WORK ORDER: You are asked to write out the entries exactly as they are given.

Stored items

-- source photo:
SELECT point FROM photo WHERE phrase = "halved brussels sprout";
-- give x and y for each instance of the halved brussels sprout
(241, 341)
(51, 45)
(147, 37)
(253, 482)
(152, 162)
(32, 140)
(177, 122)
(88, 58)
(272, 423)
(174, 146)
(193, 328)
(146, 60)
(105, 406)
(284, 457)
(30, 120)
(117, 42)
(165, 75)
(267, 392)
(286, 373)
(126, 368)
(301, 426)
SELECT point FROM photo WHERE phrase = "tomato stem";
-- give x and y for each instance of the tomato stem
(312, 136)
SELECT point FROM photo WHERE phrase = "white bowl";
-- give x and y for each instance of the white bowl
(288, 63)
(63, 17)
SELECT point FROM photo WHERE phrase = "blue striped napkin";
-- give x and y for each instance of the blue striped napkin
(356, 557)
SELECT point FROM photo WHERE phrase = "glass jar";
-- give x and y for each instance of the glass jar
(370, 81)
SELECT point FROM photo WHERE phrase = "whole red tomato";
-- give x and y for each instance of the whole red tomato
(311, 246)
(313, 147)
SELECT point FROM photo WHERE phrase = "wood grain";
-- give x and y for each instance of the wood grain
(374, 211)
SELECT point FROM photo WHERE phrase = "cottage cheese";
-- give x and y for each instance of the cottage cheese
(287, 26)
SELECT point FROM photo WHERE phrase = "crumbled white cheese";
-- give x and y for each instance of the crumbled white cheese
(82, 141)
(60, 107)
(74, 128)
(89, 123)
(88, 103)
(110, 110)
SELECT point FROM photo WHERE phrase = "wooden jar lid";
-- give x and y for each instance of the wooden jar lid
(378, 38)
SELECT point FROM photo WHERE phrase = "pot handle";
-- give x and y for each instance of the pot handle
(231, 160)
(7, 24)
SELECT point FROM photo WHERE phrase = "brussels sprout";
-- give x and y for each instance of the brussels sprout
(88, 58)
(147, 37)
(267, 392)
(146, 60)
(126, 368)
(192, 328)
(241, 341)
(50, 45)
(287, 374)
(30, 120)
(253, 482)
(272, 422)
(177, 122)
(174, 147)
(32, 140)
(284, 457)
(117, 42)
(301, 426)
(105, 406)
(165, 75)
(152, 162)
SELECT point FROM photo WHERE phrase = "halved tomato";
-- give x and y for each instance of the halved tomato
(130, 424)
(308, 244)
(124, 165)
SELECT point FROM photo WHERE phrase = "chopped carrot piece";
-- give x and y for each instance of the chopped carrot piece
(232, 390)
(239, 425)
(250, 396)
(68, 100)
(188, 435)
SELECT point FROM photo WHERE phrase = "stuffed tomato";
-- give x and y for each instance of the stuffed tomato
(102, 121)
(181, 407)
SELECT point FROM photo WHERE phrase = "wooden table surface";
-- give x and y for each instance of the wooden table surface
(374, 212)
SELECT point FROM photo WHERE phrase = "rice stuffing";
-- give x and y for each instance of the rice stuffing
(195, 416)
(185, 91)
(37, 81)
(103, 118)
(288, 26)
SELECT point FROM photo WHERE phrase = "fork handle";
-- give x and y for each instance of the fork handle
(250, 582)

SOLUTION:
-- source photo:
SELECT point FROM photo WHERE phrase = "halved brussels sprout";
-- give x and y for each instance of the halved brussels sprout
(241, 341)
(51, 45)
(147, 37)
(253, 482)
(152, 162)
(32, 140)
(177, 122)
(88, 58)
(272, 423)
(174, 146)
(193, 328)
(146, 60)
(105, 406)
(284, 457)
(30, 120)
(117, 42)
(165, 75)
(267, 392)
(286, 373)
(126, 368)
(301, 426)
SELECT point FROM photo WHERE phrase = "tomato stem";
-- give x and y for each instance of the tomato stem
(312, 136)
SELECT point FROM photo WHERE phrase = "white bowl";
-- give x and y for each instance of the white bowl
(288, 63)
(63, 17)
SELECT point FROM photo WHERE phrase = "blue striped napkin";
-- give x and y for each instance of the blue striped napkin
(356, 557)
SELECT point FROM photo WHERE phrase = "glass jar";
-- give x and y for each instance of the glass jar
(370, 81)
SELECT point FROM photo WHERE phrase = "whole red tomato";
-- give x and y for each instance of the whole red tomato
(311, 246)
(313, 147)
SELECT point FROM photo WHERE phrase = "wood grain";
-- give x and y for each instance of the wood grain
(374, 211)
SELECT point FROM photo WHERE phrase = "cottage cheese";
-- give x and y for each instance of the cottage cheese
(287, 26)
SELECT point FROM photo WHERE phrase = "crumbled white cheese";
-- give x and y for each instance of the crumbled white cheese
(82, 141)
(60, 107)
(74, 128)
(89, 123)
(88, 103)
(110, 110)
SELECT point FROM photo WHERE phrase = "wooden jar lid";
-- give x and y for each instance of the wooden jar lid
(378, 38)
SELECT point FROM photo WHERE phrase = "pot handle";
-- give x and y for each instance of the pot handle
(231, 160)
(7, 24)
SELECT point FROM photo WHERE phrase = "brussels sprout";
-- give x and y for each instance of the brussels sprout
(88, 58)
(147, 37)
(267, 392)
(146, 60)
(126, 368)
(192, 328)
(241, 341)
(50, 45)
(287, 374)
(30, 120)
(253, 482)
(272, 422)
(177, 122)
(174, 147)
(32, 140)
(284, 457)
(117, 42)
(301, 426)
(105, 406)
(165, 75)
(152, 162)
SELECT point FROM photo WHERE phrase = "halved tomato";
-- give x and y for each instance of the halved tomato
(130, 424)
(308, 244)
(124, 165)
SELECT point FROM photo WHERE phrase = "chopped carrot piece";
-- give x and y for each instance of the chopped carrot piece
(232, 390)
(239, 425)
(250, 396)
(68, 100)
(188, 435)
SELECT point FROM photo WHERE phrase = "stuffed tomato";
-- give x and y for each instance of the stuffed tomato
(102, 121)
(181, 407)
SELECT point FROM photo WHERE phrase = "wooden table surface";
-- give x and y for each instance of the wooden table surface
(374, 212)
SELECT point FROM photo WHERE phrase = "rice stuffing";
-- give x and y for each instance of the rice stuffing
(195, 416)
(185, 91)
(37, 81)
(103, 118)
(288, 26)
SELECT point FROM photo WHERE phrase = "fork handle";
-- give x and y for each instance of the fork handle
(250, 582)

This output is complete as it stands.